:: Data for this exercise

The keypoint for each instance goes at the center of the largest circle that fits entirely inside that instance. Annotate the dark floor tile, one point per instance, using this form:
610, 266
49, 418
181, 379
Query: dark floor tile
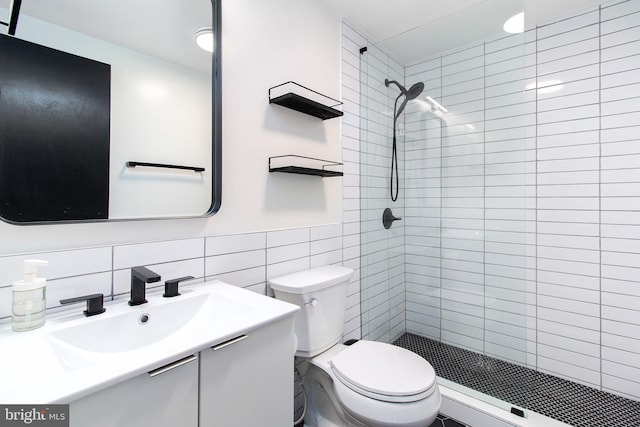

::::

Render every line of the data above as a Markdown table with the columns "Row" and "Line", numbering each row and skipping blank lines. Leave the pictures out.

| Row | Line |
|---|---|
| 1 | The keypoint for each instance goes at the center of the largest circle that fits entirely inside that instance. Annotate the dark floor tile, one point per instance, using this form: |
| 2 | 610, 266 |
| 3 | 49, 418 |
| 4 | 181, 379 |
| 5 | Query: dark floor tile |